- WHAT THIS TASK INVOLVES -
Reproduce the records below exactly as they appear, omitting any pictures they contain.

- THE INPUT -
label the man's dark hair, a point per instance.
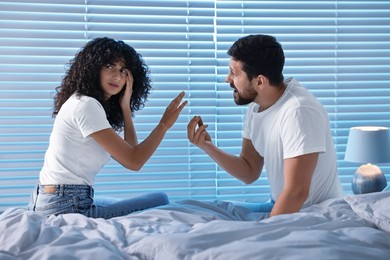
(260, 55)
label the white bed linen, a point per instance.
(355, 227)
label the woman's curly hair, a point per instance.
(83, 77)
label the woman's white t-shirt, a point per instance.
(73, 156)
(295, 125)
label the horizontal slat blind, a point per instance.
(338, 49)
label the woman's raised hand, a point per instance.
(125, 100)
(172, 111)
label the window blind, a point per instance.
(338, 49)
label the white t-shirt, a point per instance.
(295, 125)
(73, 157)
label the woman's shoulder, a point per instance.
(84, 100)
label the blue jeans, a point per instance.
(264, 208)
(62, 199)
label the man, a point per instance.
(286, 130)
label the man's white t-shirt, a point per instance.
(295, 125)
(73, 156)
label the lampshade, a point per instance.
(368, 144)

- FINISHED EXERCISE -
label the man's dark hair, a point per instance.
(260, 55)
label the white bed linen, a point per instance.
(355, 227)
label the woman's curly hair, a point per instance.
(83, 77)
label the woman's white t-shirt, a point per instance.
(73, 156)
(295, 125)
label the horizontal slat blind, a point per instance.
(338, 49)
label the woman's raised hand, a point per instance.
(125, 100)
(172, 111)
label the window blind, a point per instance.
(338, 49)
label the white t-shirt, a point per instance.
(295, 125)
(73, 157)
label the woman's shoulder, a point per instance.
(84, 100)
label the blue jeans, a point per instance.
(264, 208)
(62, 199)
label the man, a point per instance.
(286, 130)
label the man's white t-shirt, a point per instance.
(295, 125)
(73, 156)
label the lampshade, a point per instance.
(368, 144)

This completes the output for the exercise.